▼▼▼

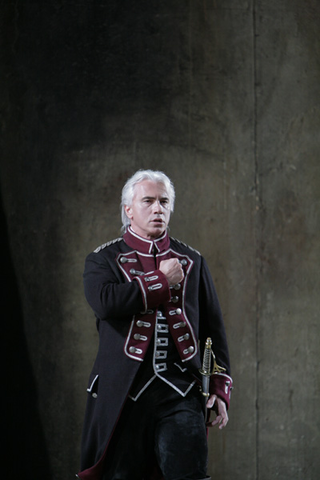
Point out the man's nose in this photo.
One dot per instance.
(157, 206)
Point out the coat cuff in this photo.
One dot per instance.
(155, 289)
(221, 385)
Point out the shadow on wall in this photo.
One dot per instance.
(24, 453)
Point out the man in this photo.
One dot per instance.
(155, 305)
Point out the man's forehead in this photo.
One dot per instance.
(149, 188)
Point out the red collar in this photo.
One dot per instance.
(146, 246)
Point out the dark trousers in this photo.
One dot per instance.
(161, 428)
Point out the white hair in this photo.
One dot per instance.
(129, 187)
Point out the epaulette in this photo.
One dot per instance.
(185, 245)
(104, 245)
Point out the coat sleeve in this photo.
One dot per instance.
(212, 325)
(110, 296)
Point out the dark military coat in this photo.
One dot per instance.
(126, 290)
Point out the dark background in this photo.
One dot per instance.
(224, 97)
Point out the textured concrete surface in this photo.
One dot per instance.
(224, 97)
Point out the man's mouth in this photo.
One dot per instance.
(157, 220)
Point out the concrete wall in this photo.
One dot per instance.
(224, 97)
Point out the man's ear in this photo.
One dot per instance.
(128, 211)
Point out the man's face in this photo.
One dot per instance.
(150, 209)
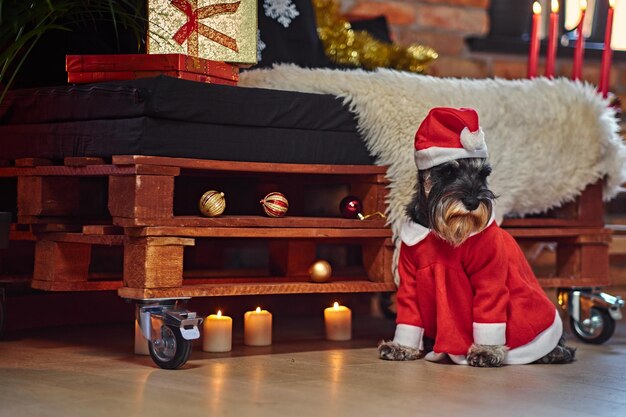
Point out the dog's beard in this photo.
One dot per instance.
(454, 223)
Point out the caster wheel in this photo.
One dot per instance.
(172, 350)
(597, 330)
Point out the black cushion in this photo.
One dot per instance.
(165, 116)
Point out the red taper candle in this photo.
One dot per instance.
(533, 51)
(605, 73)
(553, 33)
(579, 51)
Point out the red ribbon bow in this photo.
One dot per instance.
(193, 26)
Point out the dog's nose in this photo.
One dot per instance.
(470, 203)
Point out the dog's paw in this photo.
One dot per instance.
(391, 351)
(486, 356)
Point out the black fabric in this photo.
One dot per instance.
(163, 137)
(171, 98)
(297, 43)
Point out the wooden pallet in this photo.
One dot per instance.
(141, 212)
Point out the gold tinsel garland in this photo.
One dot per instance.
(343, 45)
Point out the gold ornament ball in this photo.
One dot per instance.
(320, 271)
(275, 204)
(212, 203)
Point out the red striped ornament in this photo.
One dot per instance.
(275, 204)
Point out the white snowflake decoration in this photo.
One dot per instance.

▲▲▲

▶ **WHAT YOU NEED TO DO**: Convert every line of the entries above into a JSON list of strings, one string per line. Skip blank lines and leave the pictures out.

▶ **SOLUTION TO THIS TASK**:
[
  "Point out the man's nose in this photo.",
  "One dot per instance.",
  "(157, 206)",
  "Point out the coat cuff in this photo.",
  "One dot per instance.",
  "(155, 289)",
  "(221, 385)",
  "Point out the shadow on wall in this photo.",
  "One dot per instance.",
  "(24, 453)",
  "Point out the man in this photo.",
  "One dot per instance.",
  "(155, 305)",
  "Point out the man's forehead in this photo.",
  "One dot per instance.",
  "(149, 188)",
  "Point out the red collar in this photo.",
  "One dot per instance.",
  "(146, 246)",
  "Point out the dark trousers in this photo.",
  "One dot per instance.",
  "(161, 428)",
  "Point out the white hair in this photo.",
  "One dot per instance.",
  "(129, 187)",
  "Point out the epaulette in this photo.",
  "One dot per instance.",
  "(185, 245)",
  "(104, 245)",
  "Point out the coat sleeve in this photo.",
  "One dot per instance.",
  "(212, 325)",
  "(110, 296)",
  "Point out the dark military coat in this photo.",
  "One dot per instance.",
  "(126, 290)",
  "Point out the dark background in this photo.",
  "One dot per instance.",
  "(224, 97)",
  "Point out the textured concrete surface in this photo.",
  "One dot per instance.",
  "(224, 97)",
  "Point out the man's mouth in this photo.",
  "One dot per instance.",
  "(157, 220)",
  "Point out the concrete wall in this photo.",
  "One dot per instance.",
  "(224, 97)",
  "Point out the man's ear in this photo.",
  "One dot per instance.",
  "(128, 211)",
  "Point out the man's face in this photo.",
  "One dot per instance.",
  "(150, 209)",
  "Point out the dog's beard in this photo.",
  "One dot per instance.",
  "(454, 223)",
  "Point out the caster wheel in this photo.",
  "One dot per instance.",
  "(172, 350)",
  "(597, 330)",
  "Point out the black cushion in this photo.",
  "One dot per instance.",
  "(165, 116)",
  "Point out the red taper candle in this photo.",
  "One dot per instance.",
  "(533, 51)",
  "(605, 73)",
  "(553, 33)",
  "(579, 51)",
  "Point out the red ribbon bow in this photo.",
  "One dot per instance.",
  "(193, 26)",
  "Point out the dog's nose in this photo.",
  "One dot per instance.",
  "(470, 203)",
  "Point out the dog's paw in this photo.",
  "One dot per instance.",
  "(391, 351)",
  "(486, 356)",
  "Point out the black fabric in this photo.",
  "One dot per instance.",
  "(163, 137)",
  "(171, 98)",
  "(297, 43)",
  "Point out the wooden pallet in this photo.",
  "One dot per instance.",
  "(141, 212)",
  "Point out the gold tinsel garland in this photo.",
  "One dot per instance.",
  "(343, 45)",
  "Point out the gold ornament ball in this photo.",
  "One dot per instance.",
  "(320, 271)",
  "(275, 204)",
  "(212, 203)",
  "Point out the red striped ornament in this photo.",
  "One dot per instance.",
  "(275, 204)",
  "Point out the white snowflake decoration in this photo.",
  "One dot per instance."
]